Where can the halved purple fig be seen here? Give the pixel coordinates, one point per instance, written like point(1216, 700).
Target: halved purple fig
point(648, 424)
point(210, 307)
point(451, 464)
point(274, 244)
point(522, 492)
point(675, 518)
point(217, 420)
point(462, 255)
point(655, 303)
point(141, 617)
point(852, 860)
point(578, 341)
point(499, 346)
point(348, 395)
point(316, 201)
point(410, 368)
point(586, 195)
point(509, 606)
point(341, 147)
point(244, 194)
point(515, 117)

**Problem to work on**. The entries above are to be output exactly as they appear.

**Solution for this task**.
Where can the halved purple fig be seen here? Give the pixel coordinates, one point per instance, written like point(1216, 700).
Target: halved purple fig
point(648, 424)
point(210, 307)
point(451, 464)
point(274, 244)
point(522, 492)
point(675, 518)
point(217, 420)
point(462, 255)
point(655, 303)
point(141, 617)
point(852, 860)
point(578, 341)
point(499, 346)
point(348, 395)
point(316, 201)
point(410, 368)
point(586, 195)
point(509, 606)
point(341, 147)
point(244, 194)
point(515, 117)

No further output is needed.